● **Entries provided**:
------------------------------------------------

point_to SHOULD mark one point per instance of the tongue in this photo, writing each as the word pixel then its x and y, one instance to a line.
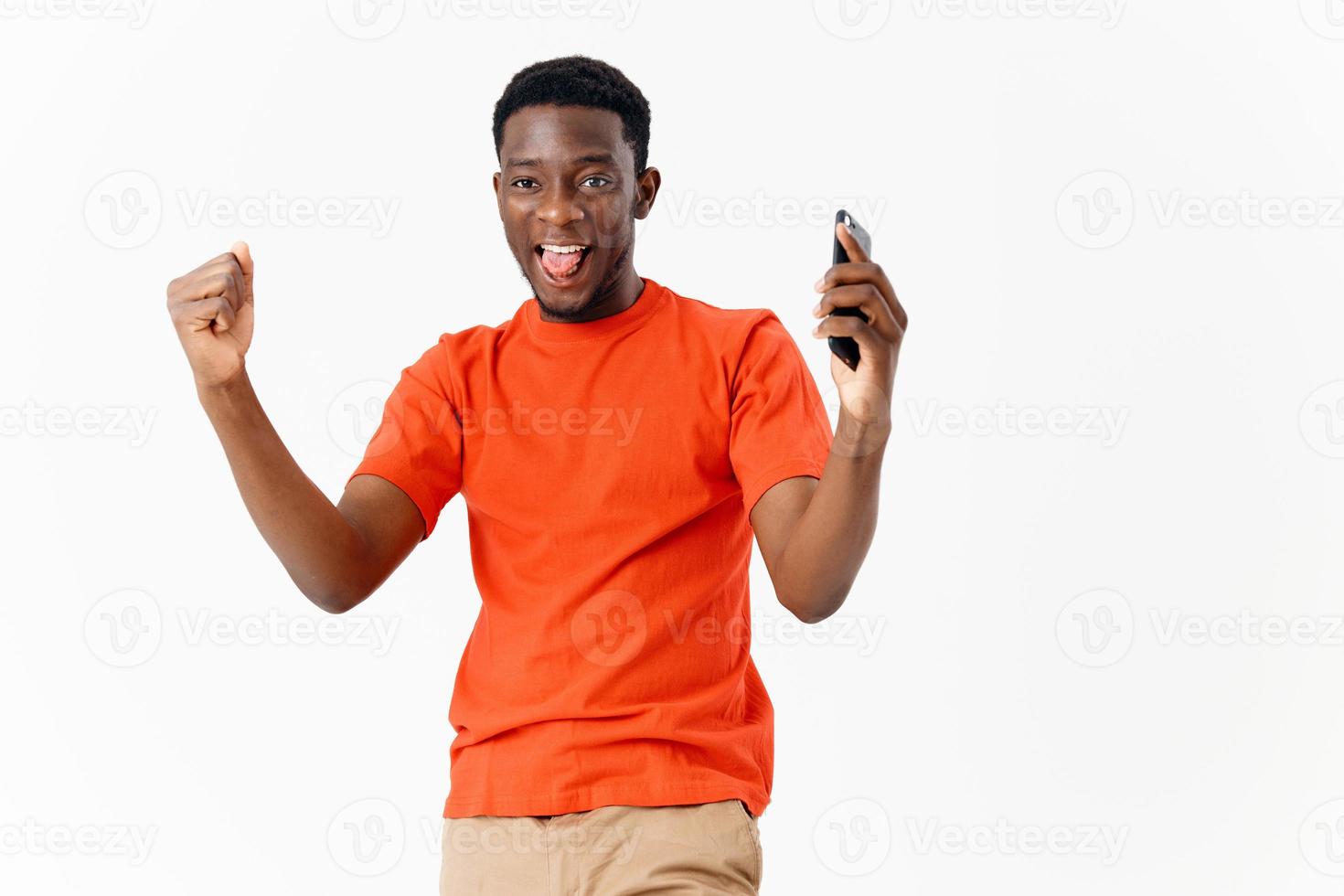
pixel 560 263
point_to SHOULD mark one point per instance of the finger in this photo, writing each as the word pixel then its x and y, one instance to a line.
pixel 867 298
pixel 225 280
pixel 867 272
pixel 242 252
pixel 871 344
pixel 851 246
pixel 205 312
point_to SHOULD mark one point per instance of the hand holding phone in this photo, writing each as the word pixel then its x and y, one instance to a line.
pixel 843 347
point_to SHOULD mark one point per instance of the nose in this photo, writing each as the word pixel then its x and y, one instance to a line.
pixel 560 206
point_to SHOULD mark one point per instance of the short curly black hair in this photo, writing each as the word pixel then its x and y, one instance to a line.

------------------------------------------------

● **Assigned task**: The listing above must be restated word for word. Its pictures are to be left out.

● **Answer to this problem**:
point_to SHOULD mark one point per instance of the tongue in this photo, writing each as the word pixel then its x and y, one instance to a line.
pixel 560 263
point_to SHOULD mark one point per instance of the finger in this photo, writing each as the word pixel then its x and y, one instance to a line.
pixel 867 298
pixel 225 280
pixel 867 272
pixel 242 252
pixel 871 344
pixel 851 246
pixel 205 312
point_to SHOULD mark one point per instance of the hand holding phone in this photo, writing each as the word pixel then its x and y, one instance to a line.
pixel 843 347
point_to SHOULD mark one point per instance of the nose in this photo, writing each as the word pixel then its x and y, one instance to a line.
pixel 560 206
point_to SHOULD mark one point per instance of the short curly black hair in this photo, writing each as the word pixel then its x and y, one instance to a line.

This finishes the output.